**THE EXERCISE**
Write out all of the lines again, substituting "occurrence" for every "instance" and leaving everything else unchanged.
* start RECORD SET *
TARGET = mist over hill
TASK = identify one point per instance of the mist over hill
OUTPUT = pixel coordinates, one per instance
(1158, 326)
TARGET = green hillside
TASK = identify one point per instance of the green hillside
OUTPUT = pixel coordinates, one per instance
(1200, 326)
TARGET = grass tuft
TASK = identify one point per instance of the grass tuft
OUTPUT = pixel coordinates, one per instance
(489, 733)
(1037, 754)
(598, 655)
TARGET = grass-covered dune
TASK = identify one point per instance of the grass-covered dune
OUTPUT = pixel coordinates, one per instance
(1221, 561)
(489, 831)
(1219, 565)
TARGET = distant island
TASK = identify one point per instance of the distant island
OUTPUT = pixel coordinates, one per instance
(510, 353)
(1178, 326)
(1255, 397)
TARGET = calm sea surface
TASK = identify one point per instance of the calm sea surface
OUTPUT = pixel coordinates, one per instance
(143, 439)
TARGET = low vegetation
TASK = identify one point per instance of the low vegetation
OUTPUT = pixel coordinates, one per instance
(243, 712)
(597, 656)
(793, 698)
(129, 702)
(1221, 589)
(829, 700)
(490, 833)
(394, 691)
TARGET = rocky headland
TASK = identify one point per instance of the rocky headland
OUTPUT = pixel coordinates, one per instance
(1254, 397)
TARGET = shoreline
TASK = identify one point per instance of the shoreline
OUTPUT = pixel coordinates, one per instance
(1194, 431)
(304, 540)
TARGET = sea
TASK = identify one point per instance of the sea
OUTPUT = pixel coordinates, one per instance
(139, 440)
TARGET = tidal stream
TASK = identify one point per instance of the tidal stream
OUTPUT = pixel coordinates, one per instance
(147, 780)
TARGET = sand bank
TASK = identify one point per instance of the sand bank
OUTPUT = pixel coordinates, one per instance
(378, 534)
* end RECORD SET *
**SOLUTION FOR THIS PROBLEM**
TARGET = mist over hill
TASK = identify one point per occurrence of the mist over hill
OUTPUT = pixel coordinates, one per occurrence
(1158, 326)
TARGET = green hillside
TASK = identify one point per occurrence of the green hillside
OUTPUT = pixel coordinates, one per occurrence
(1200, 326)
TARGET = grass tuft
TASK = identify one point per occurrence of the grass tuft
OUTPUT = pixel coordinates, one per occurrence
(489, 733)
(1037, 754)
(598, 655)
TARGET = grass-covered dune
TASK = identify one point per occurrence of the grass-covered dune
OUTPUT = pixel coordinates, one per occurrence
(1221, 561)
(489, 831)
(1219, 565)
TARGET = distant island
TASK = identify one point per occurrence of the distant island
OUTPUT = pixel coordinates, one per occurrence
(510, 353)
(1178, 326)
(1255, 397)
TARGET = calm sea surface
TASK = identify one point per occurrence of the calm sea surface
OUTPUT = pixel coordinates, one per occurrence
(143, 439)
TARGET = low vegetation
TASK = identify one point per occurrence of the low vegetation
OUTPUT = pixel coordinates, one per occurrence
(243, 712)
(597, 656)
(793, 698)
(129, 702)
(1221, 589)
(829, 700)
(490, 833)
(394, 691)
TARGET = rocky headland
TASK = identify one point per occurrence of the rocky headland
OUTPUT = pixel coordinates, one per occurrence
(1254, 397)
TARGET = shoreline
TASK = identify one point per occurrence of the shoreline
OUTPUT = pixel coordinates, one per occurrence
(1194, 431)
(304, 540)
TARGET = sea
TASK = identify one point per occurrence of the sea
OUTPUT = pixel coordinates, one per occurrence
(139, 440)
TARGET = tidal stream
TASK = identify one point per occurrence of the tidal stream
OUTPUT = pixel coordinates, one per occurrence
(147, 780)
TARGET = sand bank
TASK = identify one point per occurrence of the sand bank
OUTPUT = pixel coordinates, one per occurrence
(378, 534)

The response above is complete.